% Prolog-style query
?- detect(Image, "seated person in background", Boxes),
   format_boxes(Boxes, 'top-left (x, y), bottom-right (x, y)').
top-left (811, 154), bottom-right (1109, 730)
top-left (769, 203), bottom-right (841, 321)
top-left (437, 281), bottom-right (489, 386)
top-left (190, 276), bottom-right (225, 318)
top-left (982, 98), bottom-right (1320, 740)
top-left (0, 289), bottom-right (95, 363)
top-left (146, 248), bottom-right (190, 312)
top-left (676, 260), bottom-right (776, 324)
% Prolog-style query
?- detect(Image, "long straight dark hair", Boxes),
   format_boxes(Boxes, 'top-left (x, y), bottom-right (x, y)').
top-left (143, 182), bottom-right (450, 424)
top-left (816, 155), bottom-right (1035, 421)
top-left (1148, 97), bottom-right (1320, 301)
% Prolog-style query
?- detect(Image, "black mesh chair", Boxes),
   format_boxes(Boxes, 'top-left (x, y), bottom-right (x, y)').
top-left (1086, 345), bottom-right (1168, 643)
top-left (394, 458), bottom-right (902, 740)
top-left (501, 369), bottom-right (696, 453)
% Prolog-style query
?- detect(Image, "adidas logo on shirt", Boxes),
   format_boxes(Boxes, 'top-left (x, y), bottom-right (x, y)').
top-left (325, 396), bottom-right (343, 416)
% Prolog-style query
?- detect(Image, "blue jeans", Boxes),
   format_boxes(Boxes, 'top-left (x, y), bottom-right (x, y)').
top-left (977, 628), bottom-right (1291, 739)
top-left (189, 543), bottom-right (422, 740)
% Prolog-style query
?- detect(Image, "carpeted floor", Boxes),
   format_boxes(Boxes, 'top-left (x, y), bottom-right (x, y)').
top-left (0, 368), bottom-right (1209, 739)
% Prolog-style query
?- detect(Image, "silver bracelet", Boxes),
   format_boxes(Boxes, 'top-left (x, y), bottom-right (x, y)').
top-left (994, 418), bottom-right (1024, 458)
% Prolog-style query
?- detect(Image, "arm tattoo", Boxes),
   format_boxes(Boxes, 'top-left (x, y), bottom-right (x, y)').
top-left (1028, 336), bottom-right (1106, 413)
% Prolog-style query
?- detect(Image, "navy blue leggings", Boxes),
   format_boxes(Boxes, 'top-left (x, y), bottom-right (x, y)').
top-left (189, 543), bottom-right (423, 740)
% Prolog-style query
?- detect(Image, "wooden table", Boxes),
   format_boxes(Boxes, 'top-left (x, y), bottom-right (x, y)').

● REQUIREMENT:
If a line above includes the string "detect", pick it out.

● EXPECTED OUTPUT:
?- detect(Image, "seated person in background", Boxes),
?- detect(Image, "long straight dark hair", Boxes),
?- detect(Image, "black mesh chair", Boxes),
?- detect(Image, "adidas logo on shirt", Boxes),
?- detect(Image, "blue jeans", Boxes),
?- detect(Image, "carpeted floor", Boxes),
?- detect(Image, "silver bracelet", Boxes),
?- detect(Image, "arm tattoo", Boxes),
?- detect(Image, "navy blue leggings", Boxes),
?- detect(Image, "wooden table", Boxes),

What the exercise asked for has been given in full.